Rows from a pointing dataset:
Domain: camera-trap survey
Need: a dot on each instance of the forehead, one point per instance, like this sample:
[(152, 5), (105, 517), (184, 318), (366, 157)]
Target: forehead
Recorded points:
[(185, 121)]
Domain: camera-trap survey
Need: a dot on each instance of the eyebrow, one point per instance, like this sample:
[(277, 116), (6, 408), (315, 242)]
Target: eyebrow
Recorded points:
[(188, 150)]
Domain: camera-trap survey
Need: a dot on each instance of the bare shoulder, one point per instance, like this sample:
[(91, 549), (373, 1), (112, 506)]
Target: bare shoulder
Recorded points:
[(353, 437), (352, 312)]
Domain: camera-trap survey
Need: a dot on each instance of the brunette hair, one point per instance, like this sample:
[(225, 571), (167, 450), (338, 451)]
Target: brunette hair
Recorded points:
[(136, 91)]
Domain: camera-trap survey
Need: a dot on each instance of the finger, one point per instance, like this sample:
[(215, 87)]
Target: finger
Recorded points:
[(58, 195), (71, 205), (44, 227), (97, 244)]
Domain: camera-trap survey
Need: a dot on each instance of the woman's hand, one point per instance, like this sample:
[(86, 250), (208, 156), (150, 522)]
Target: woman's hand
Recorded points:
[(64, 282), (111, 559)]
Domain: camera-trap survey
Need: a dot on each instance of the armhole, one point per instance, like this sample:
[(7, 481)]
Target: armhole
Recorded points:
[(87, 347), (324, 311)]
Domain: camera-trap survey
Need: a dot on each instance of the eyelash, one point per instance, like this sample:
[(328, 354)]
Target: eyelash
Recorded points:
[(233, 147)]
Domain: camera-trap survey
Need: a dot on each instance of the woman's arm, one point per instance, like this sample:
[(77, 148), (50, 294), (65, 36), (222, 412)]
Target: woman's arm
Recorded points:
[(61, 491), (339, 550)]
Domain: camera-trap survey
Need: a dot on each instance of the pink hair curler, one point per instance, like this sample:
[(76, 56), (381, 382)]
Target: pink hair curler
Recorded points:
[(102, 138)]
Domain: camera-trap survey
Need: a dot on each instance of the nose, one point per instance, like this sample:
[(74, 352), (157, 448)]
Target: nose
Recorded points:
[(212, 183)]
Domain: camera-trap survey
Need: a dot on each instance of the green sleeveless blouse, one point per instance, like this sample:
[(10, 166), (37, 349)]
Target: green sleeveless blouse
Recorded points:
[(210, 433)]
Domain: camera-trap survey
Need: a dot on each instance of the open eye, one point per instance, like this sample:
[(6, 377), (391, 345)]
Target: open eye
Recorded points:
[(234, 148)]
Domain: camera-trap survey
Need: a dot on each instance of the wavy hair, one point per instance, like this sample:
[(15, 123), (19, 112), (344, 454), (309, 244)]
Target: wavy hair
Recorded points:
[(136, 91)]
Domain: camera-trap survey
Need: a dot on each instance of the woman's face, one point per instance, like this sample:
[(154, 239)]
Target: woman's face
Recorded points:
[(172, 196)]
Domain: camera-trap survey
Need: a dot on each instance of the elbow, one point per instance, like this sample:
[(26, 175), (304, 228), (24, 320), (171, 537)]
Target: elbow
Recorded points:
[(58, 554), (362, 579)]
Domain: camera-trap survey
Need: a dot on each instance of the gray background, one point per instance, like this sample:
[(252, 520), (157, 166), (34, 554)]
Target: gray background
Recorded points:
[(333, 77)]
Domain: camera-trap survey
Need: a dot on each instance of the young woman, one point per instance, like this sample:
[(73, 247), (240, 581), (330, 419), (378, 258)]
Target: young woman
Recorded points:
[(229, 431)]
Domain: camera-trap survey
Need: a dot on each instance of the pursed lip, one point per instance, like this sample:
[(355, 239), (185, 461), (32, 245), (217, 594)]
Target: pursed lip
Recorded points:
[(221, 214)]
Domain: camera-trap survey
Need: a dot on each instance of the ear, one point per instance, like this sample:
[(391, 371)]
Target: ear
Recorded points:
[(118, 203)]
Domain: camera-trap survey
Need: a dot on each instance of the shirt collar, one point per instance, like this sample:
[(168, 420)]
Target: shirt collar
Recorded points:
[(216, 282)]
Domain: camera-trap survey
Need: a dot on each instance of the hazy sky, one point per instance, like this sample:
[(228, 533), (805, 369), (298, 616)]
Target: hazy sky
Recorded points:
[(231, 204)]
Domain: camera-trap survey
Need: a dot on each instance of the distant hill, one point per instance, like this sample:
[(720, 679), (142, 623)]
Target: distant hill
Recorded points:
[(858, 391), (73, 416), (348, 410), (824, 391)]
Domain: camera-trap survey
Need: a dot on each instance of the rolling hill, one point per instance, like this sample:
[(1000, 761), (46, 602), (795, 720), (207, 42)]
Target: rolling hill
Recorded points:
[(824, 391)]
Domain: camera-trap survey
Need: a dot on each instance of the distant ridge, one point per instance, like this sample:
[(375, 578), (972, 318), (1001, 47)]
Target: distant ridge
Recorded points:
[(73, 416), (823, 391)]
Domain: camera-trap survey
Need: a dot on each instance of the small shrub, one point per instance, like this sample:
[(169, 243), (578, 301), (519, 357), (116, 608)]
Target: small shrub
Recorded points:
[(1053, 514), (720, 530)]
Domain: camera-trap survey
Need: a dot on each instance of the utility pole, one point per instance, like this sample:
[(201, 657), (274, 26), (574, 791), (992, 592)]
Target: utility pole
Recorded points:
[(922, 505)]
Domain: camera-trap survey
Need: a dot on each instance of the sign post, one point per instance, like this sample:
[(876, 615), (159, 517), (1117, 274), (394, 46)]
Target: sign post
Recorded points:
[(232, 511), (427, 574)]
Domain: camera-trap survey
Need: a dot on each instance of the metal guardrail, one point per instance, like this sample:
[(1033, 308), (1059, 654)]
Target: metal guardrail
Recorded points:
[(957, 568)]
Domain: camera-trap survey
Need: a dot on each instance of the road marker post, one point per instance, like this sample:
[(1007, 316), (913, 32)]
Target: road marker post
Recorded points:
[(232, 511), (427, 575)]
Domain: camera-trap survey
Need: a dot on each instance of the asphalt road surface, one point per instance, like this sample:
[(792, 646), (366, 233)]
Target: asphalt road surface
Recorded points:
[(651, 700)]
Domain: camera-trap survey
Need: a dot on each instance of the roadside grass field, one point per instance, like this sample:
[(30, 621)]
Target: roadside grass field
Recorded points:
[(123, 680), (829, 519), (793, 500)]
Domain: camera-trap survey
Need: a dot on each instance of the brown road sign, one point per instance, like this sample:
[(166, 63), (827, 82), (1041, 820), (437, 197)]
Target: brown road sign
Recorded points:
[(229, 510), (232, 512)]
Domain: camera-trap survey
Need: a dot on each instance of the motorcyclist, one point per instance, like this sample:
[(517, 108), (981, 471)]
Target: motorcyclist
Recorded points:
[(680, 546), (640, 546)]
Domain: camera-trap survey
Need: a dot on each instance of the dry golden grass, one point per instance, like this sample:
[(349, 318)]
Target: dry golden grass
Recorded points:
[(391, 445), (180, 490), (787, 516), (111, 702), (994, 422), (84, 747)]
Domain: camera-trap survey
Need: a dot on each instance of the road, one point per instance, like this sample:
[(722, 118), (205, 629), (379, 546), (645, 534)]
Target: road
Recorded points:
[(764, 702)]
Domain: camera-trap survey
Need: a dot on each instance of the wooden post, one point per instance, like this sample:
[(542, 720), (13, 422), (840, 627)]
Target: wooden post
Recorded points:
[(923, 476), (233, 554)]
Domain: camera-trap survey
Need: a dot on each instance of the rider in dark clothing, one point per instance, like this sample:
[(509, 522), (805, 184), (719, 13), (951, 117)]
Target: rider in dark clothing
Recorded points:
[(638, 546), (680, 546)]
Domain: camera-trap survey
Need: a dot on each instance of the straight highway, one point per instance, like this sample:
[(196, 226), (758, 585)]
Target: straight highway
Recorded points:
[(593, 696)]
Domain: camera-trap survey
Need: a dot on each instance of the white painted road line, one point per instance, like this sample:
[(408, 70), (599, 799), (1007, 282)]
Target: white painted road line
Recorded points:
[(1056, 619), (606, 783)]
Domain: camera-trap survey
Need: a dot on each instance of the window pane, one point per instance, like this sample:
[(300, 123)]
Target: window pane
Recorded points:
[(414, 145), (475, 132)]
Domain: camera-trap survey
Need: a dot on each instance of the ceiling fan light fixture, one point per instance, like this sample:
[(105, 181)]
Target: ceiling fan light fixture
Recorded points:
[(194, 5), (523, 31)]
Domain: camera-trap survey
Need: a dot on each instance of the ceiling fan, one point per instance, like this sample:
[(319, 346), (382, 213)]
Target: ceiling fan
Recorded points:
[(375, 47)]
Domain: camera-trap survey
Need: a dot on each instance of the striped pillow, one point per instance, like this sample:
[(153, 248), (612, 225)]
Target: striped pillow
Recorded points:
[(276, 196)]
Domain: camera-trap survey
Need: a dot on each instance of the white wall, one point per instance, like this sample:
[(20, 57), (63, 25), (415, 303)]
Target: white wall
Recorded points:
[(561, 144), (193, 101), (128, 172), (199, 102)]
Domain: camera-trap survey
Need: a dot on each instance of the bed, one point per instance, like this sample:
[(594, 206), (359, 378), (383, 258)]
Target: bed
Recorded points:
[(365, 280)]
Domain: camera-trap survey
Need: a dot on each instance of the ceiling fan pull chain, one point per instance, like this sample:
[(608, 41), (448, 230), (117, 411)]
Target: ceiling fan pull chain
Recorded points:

Stated exercise:
Locate each line in the items above that contains the string "hair" and copy those lines out. Case counts.

Final answer:
Need: a dot on each instance of the brunette hair, one point per instance, like this sample:
Target: brunette hair
Need: a dot on each instance of the pink hair curler, one point per instance, like this sample:
Target: pink hair curler
Need: a dot on each instance of the wavy hair, one point per instance, like this sample:
Target: wavy hair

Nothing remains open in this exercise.